◆ THE INPUT ◆
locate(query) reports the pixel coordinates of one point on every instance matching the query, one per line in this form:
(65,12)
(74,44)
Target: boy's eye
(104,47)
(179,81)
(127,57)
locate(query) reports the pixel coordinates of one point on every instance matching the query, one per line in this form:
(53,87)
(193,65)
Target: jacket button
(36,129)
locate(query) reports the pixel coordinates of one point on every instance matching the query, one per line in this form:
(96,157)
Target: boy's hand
==
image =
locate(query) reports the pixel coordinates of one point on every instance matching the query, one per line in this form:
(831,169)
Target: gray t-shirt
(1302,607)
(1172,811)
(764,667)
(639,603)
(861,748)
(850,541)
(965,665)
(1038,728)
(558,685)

◆ WRITTEN INSTRUCTION ◆
List every line in the entries above that contains the string "Target". Case counts, so only matches with the same capital and lowercase letters qualify.

◆ EXERCISE SOLUTION ◆
Target: boy's eye
Target: jacket button
Target: boy's hand
Target: gray t-shirt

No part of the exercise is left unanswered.